GIVEN INSTRUCTION => Extract the complete data exactly as given.
——
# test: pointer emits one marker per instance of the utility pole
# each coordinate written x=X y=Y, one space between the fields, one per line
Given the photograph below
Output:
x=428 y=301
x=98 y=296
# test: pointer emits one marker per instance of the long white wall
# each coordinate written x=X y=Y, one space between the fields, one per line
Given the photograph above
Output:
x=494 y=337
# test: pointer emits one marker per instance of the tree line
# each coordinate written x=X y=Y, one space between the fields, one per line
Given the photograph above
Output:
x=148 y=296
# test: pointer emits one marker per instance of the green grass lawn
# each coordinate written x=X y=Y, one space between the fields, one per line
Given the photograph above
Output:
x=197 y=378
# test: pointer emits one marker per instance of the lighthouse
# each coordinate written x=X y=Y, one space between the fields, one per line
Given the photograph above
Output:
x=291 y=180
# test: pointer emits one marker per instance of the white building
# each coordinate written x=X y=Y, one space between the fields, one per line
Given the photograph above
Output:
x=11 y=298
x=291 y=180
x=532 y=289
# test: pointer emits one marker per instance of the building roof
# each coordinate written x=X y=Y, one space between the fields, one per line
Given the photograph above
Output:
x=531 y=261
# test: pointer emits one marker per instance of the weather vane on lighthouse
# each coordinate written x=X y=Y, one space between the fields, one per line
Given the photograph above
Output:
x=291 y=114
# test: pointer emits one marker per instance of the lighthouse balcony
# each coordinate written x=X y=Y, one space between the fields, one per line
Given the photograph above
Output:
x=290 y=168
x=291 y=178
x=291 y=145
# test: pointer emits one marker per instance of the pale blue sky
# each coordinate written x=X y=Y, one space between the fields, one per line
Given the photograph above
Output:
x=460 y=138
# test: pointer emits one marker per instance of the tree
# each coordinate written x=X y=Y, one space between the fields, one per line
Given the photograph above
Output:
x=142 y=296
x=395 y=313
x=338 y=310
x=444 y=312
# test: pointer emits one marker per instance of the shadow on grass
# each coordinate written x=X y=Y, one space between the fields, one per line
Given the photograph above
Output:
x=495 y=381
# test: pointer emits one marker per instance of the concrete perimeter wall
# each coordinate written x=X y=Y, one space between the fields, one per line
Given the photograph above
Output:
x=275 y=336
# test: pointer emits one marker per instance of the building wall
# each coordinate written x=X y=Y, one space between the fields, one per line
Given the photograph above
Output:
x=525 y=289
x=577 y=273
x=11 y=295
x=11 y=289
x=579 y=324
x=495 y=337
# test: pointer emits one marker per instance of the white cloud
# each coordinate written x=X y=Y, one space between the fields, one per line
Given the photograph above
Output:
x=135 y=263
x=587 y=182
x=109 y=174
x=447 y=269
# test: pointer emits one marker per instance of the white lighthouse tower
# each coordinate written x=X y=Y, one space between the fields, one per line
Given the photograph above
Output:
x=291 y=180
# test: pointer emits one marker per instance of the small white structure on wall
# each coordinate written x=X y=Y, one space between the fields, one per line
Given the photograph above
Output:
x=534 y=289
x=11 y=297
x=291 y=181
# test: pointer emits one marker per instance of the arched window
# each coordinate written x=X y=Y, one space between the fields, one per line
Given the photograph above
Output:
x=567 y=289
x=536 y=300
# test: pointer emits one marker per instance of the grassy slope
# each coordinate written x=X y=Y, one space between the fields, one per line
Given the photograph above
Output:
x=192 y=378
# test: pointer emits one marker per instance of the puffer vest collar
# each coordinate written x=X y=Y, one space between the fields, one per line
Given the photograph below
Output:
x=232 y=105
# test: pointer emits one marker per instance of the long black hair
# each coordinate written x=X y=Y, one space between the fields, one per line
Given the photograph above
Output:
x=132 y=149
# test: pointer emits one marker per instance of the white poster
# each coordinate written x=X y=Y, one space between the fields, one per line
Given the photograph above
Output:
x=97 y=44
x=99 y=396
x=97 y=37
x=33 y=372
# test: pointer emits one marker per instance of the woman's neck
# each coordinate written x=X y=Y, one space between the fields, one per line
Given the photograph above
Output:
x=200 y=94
——
RESULT =>
# test: pointer emits one marker per instance of the utility pole
# each coordinate written x=X y=Y, one space between the fields, one per line
Given the photograph below
Output:
x=428 y=301
x=98 y=296
# test: pointer emits one marker per instance of the long white wall
# each coordinate written x=X y=Y, one space between the fields, one per line
Given the photograph above
Output:
x=494 y=337
# test: pointer emits one marker per instance of the tree line
# each coordinate written x=X y=Y, one space between the fields, one per line
Given the photograph above
Output:
x=148 y=296
# test: pointer emits one marker per instance of the green grass lawn
# each coordinate written x=X y=Y, one space between the fields, one per line
Given the photograph above
Output:
x=197 y=378
# test: pointer emits one marker per instance of the lighthouse
# each coordinate written x=X y=Y, one space between the fields, one per line
Given the photograph above
Output:
x=291 y=180
# test: pointer emits one marker per instance of the white building
# each coordinate written x=X y=Y, one space between the fields, one per line
Given the photograph above
Output:
x=11 y=298
x=291 y=180
x=532 y=289
# test: pointer emits one marker per instance of the building roof
# each coordinate written x=X y=Y, one space between the fields, one per line
Given the photograph above
Output:
x=531 y=261
# test: pointer emits one marker per instance of the weather vane on lighthouse
# each coordinate written x=X y=Y, one space between the fields, one per line
Given the photograph above
Output:
x=291 y=114
# test: pointer emits one marker per instance of the lighthouse balcony
# each coordinate written x=X y=Y, one space between the fields, one per line
Given the photograph above
Output:
x=290 y=168
x=291 y=178
x=291 y=145
# test: pointer emits one marker per instance of the pale blue sky
# each coordinate written x=X y=Y, one space between the fields, one per line
Given the photograph above
Output:
x=460 y=138
# test: pointer emits one marker per instance of the tree
# each coordinate written x=X y=Y, one space between the fields, one per line
Given the photograph above
Output:
x=142 y=296
x=395 y=313
x=338 y=310
x=444 y=312
# test: pointer emits one marker per instance of the shadow on grass
# each coordinate written x=X y=Y, one space between the fields, one per line
Given the photograph above
Output:
x=495 y=381
# test: pointer emits one marker per instance of the concrete perimeter wall
# each coordinate written x=X y=Y, one space between the fields, one per line
Given the photograph above
Output:
x=275 y=336
# test: pointer emits one marker per instance of the building wall
# each coordinate written x=X y=Y, one space between the fields, one per line
Given the photograph above
Output:
x=525 y=289
x=577 y=273
x=11 y=295
x=11 y=289
x=579 y=324
x=495 y=337
# test: pointer emits one marker per instance of the white cloud
# each coordinate written x=X y=Y, one space between the fields, one per line
Given the photograph above
Output:
x=135 y=263
x=587 y=182
x=109 y=174
x=447 y=269
# test: pointer emits one marker per instance of the white lighthouse tower
# each coordinate written x=X y=Y, one space between the fields, one per line
Given the photograph above
Output:
x=291 y=180
# test: pointer emits one marker per instance of the small white structure on wall
# each coordinate written x=X y=Y, one space between the fields, one per line
Given the photograph above
Output:
x=534 y=289
x=11 y=297
x=291 y=181
# test: pointer emits one marker per instance of the arched window
# each coordinate written x=X y=Y, one space between the fields, one per line
Given the photograph above
Output:
x=567 y=289
x=536 y=300
# test: pointer emits one marker per instance of the grassy slope
# each coordinate written x=X y=Y, one space between the fields, one per line
Given the photograph above
Output:
x=192 y=378
# test: pointer emits one marker per instance of the puffer vest collar
# each coordinate written x=X y=Y, one space between the fields, one per line
Given the photograph below
Output:
x=232 y=105
# test: pointer emits one marker per instance of the long black hair
# each coordinate written x=X y=Y, one space between the fields, one per line
Given the photograph above
Output:
x=132 y=149
# test: pointer emits one marker per instance of the white poster
# each coordinate written x=X y=Y, one space between the fields, one per line
Given the photograph above
Output:
x=97 y=44
x=99 y=396
x=97 y=37
x=33 y=372
# test: pointer emits one marker per instance of the woman's neck
# each coordinate written x=X y=Y, one space between the fields, one per line
Given the photograph above
Output:
x=200 y=94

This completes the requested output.